Goal: Recast the lines between the one holding "Target: forearm" and the one holding "left=466, top=246, right=590, bottom=332", inclusive, as a Markdown table with the columns Row and Line. Leave out any blank lines.

[Rows of box annotation data]
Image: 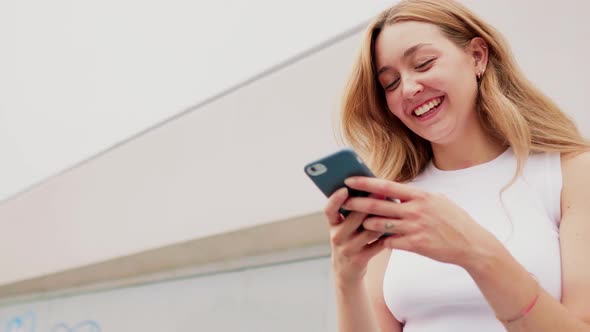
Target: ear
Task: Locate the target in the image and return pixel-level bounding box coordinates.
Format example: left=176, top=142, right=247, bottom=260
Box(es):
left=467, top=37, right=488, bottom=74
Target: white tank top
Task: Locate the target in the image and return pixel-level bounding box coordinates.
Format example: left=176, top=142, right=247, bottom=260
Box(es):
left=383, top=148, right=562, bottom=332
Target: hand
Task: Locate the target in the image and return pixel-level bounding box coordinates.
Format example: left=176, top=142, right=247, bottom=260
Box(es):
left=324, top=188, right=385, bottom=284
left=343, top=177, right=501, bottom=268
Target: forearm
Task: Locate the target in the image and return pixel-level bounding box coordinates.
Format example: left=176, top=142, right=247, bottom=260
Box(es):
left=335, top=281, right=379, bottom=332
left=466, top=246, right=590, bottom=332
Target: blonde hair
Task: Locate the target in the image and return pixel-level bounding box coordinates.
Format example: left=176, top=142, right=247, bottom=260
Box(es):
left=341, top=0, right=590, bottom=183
==
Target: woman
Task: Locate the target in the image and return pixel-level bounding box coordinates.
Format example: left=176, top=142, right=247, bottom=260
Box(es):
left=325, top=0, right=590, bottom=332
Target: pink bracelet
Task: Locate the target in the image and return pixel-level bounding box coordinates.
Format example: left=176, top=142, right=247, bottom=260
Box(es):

Problem solution:
| Row | Line |
|---|---|
| 1 | Target: forearm |
| 2 | Task: Locate the target in the image and return pixel-level bounding box coordinates. |
| 3 | Format example: left=176, top=142, right=247, bottom=260 |
| 4 | Box(es): |
| 5 | left=335, top=281, right=379, bottom=332 |
| 6 | left=466, top=246, right=590, bottom=332 |